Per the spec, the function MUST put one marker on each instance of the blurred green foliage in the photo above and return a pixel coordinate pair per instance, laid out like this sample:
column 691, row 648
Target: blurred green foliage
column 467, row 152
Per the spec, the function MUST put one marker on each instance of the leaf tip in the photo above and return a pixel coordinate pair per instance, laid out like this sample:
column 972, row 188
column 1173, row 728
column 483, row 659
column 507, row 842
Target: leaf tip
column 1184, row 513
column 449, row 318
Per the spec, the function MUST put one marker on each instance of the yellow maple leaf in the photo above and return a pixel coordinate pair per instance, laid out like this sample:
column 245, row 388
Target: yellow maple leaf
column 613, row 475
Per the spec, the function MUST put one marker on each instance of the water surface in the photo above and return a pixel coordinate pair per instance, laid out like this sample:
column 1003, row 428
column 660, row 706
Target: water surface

■ ■ ■

__Challenge__
Copy the lines above word for word, starting at the very first line and ending at the line that contains "Target: blurred green foliage", with both of those lines included.

__Exercise answer__
Per the spec, the function MUST put one marker on each instance of the blurred green foliage in the photo above and return a pixel coordinate pair per instance, laid out like this sample:
column 691, row 648
Target: blurred green foliage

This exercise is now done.